Each record needs to be echoed exactly; can you do that?

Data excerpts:
···
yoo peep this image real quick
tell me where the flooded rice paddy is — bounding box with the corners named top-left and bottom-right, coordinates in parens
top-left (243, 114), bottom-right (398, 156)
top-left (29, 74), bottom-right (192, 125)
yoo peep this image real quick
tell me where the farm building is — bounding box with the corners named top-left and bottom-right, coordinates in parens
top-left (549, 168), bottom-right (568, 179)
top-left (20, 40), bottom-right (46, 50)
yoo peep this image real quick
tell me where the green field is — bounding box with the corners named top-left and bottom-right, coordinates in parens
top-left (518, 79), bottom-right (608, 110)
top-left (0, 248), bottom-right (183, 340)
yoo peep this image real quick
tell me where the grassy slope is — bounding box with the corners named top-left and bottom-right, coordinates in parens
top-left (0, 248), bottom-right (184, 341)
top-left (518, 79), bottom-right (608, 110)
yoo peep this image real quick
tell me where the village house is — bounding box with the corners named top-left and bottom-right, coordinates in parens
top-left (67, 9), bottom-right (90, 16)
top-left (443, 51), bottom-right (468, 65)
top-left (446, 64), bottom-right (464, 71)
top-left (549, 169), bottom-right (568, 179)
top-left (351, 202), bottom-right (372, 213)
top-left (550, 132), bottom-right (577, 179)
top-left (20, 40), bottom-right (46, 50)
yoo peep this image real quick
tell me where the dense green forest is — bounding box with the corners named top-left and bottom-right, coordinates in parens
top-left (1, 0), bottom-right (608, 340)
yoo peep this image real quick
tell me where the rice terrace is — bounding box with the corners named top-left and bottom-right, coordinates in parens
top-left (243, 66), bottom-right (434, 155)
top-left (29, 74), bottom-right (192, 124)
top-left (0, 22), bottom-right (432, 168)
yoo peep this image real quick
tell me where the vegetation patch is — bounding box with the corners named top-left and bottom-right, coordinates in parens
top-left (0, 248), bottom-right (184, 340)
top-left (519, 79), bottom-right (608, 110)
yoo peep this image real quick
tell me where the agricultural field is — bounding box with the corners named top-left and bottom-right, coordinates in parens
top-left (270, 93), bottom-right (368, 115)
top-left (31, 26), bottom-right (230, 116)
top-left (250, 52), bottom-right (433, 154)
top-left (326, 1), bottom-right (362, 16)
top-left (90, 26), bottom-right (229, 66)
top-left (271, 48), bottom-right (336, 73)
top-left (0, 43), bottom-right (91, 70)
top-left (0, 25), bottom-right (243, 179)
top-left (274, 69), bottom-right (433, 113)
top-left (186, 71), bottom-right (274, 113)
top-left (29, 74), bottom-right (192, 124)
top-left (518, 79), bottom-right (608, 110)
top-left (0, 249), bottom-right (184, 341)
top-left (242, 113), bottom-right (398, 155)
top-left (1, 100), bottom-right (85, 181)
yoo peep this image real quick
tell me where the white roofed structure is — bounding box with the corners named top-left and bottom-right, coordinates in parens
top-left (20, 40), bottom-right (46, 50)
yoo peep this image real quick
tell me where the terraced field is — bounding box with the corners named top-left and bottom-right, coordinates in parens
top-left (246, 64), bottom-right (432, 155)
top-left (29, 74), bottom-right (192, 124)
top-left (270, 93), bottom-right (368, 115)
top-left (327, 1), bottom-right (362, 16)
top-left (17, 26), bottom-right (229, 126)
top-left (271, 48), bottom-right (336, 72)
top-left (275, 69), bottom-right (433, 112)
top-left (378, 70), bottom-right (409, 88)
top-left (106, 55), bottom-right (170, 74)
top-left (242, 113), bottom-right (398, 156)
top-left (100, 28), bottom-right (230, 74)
···
> ANSWER SPACE
yoo peep this image real quick
tell me where the flooded rice paddy is — bounding box with the corners named top-left and bottom-right, coordinates in parens
top-left (243, 114), bottom-right (398, 156)
top-left (29, 74), bottom-right (192, 125)
yoo peep this image real quick
tell me where the farm building is — bounding box with the corners named top-left and bottom-right, coordinates in parens
top-left (549, 168), bottom-right (568, 179)
top-left (20, 40), bottom-right (46, 50)
yoo peep this image real quick
tell me where the green field is — bounding box with the corners named top-left and bottom-right, coordinates in parens
top-left (518, 79), bottom-right (608, 110)
top-left (0, 248), bottom-right (183, 340)
yoo peep this image real quick
tell me where the grassy slope is — bounding box with the corners named top-left and bottom-right, coordinates in parens
top-left (0, 248), bottom-right (184, 341)
top-left (518, 79), bottom-right (608, 110)
yoo peep this image real quick
tell me where the village house is — bounding box with the corners named top-left and bottom-right, coordinates in parens
top-left (67, 9), bottom-right (90, 16)
top-left (443, 51), bottom-right (468, 65)
top-left (446, 64), bottom-right (464, 71)
top-left (549, 169), bottom-right (568, 179)
top-left (351, 202), bottom-right (372, 213)
top-left (550, 132), bottom-right (577, 179)
top-left (20, 40), bottom-right (46, 50)
yoo peep this image real quick
tell me where the dense green forest is — bounding box with the corners named top-left and bottom-right, coordinates in parens
top-left (1, 0), bottom-right (608, 340)
yoo peep this image real quick
tell me where the rice terrace is — bounding box with the corners named top-left and bottom-right, coordinates in parens
top-left (243, 66), bottom-right (434, 155)
top-left (29, 74), bottom-right (192, 124)
top-left (0, 22), bottom-right (432, 168)
yoo peep this image real quick
tell me where the vegetation patch is — bounding box with the corners named top-left and bottom-right, coordinates in parens
top-left (0, 248), bottom-right (184, 340)
top-left (519, 79), bottom-right (608, 110)
yoo peep this image real quick
tell me where the agricultural field is — bounding box with the corners named top-left and bottom-right, coordinates in parens
top-left (270, 93), bottom-right (368, 115)
top-left (31, 26), bottom-right (230, 116)
top-left (250, 52), bottom-right (433, 154)
top-left (326, 1), bottom-right (362, 16)
top-left (90, 26), bottom-right (229, 66)
top-left (271, 48), bottom-right (336, 73)
top-left (0, 43), bottom-right (91, 70)
top-left (0, 25), bottom-right (243, 179)
top-left (274, 69), bottom-right (433, 113)
top-left (186, 71), bottom-right (274, 113)
top-left (29, 74), bottom-right (192, 124)
top-left (518, 79), bottom-right (608, 110)
top-left (0, 249), bottom-right (184, 341)
top-left (242, 113), bottom-right (398, 155)
top-left (1, 100), bottom-right (85, 181)
yoo peep this image real quick
tell me where the white roofed structure is — bounding box with the corners named top-left and bottom-right, coordinates in parens
top-left (20, 40), bottom-right (46, 50)
yoo peep this image real quick
tell me where the terraced field is — bounding box with the corners named top-left and bottom-right, coordinates in parens
top-left (246, 64), bottom-right (432, 155)
top-left (29, 74), bottom-right (192, 124)
top-left (270, 93), bottom-right (368, 115)
top-left (327, 1), bottom-right (362, 16)
top-left (17, 26), bottom-right (229, 126)
top-left (271, 48), bottom-right (336, 72)
top-left (275, 69), bottom-right (433, 112)
top-left (378, 70), bottom-right (409, 88)
top-left (106, 55), bottom-right (170, 74)
top-left (242, 113), bottom-right (398, 156)
top-left (100, 28), bottom-right (230, 74)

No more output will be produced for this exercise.